> [ARTICLE]
##############################
Thursday, June 22, 2023

What is Radical Candor?

Happy Thursday! 

Hard to believe we are entering the last week of June.  Soon it will be July with summer fully upon us.  Glad to see all using their PTO and vacationing with family and friends.  I can’t tell you enough about the importance of disconnecting, refreshing, and returning! 

Radical Candor by Kim Scott

What is Radical Candor? The whole point of Radical Candor is that it really is possible to Care Personally and Challenge Directly at the same time.  Author Kim Scott, explains it in this YouTube video:  What is Radical Candor? | Kim Scott - YouTube

Below are pieces of information that I picked out of several articles to give you a sense of what Radical Candor is.   Most are modified from an article found online by Kim Scott, the author of the New York Times and Wall Street Journal bestseller Radical Candor: Be a Kick-Ass Boss without Losing your Humanity and the co-founder of Radical Candor LLC, appeared on the Radical Candor blog.  Anywhere you find the blue underline, you should find the hyperlink. 

What I like about Radical Candor is that it is not brutal honesty, it’s being kind, clear, specific, and sincere. We can break free of a false dichotomy that leaves too many people feeling they have to choose between being a jerk and being incompetent. That’s a terrible choice, and nobody has to make it. In fact, if you really care personally about somebody, you will tell them if you think they are making a mistake — and when they are doing something great.
##############################
> [MATERIAL]
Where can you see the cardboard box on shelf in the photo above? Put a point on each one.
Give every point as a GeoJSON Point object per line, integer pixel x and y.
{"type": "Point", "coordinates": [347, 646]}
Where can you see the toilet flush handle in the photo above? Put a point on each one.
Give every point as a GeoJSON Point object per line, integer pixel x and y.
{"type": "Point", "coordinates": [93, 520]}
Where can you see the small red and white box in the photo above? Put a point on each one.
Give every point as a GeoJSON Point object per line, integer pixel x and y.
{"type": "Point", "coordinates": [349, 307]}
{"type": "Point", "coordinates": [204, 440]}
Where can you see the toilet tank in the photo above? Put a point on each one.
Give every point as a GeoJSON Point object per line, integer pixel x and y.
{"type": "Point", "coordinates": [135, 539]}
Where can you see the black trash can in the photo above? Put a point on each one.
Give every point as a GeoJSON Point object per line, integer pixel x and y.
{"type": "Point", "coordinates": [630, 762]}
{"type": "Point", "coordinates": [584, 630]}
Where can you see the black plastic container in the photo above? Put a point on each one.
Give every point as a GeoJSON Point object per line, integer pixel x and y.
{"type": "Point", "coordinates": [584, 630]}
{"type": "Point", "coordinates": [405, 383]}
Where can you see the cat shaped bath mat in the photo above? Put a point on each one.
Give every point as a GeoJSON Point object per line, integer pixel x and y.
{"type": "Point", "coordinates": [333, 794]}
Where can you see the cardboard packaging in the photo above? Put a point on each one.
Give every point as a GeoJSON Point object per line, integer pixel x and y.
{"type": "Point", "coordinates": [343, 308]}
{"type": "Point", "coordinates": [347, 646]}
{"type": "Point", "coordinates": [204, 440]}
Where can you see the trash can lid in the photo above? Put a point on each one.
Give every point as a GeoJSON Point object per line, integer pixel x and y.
##############################
> [TASK STATEMENT] According to the post on Radical Candor, what two things is it possible to do at the same time?

> [TASK SOLUTION] Care Personally and Challenge Directly.